» Assignment
Could you copy every record exactly as it appears?
*** Provided data ***
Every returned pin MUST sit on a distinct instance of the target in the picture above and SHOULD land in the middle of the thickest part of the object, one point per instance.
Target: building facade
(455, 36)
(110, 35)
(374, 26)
***
» Solution for this exercise
Every returned pin MUST sit on a distinct instance of the target in the picture above and SHOULD land in the middle of the thickest part of the object, one point per instance.
Target: building facade
(455, 36)
(110, 35)
(374, 26)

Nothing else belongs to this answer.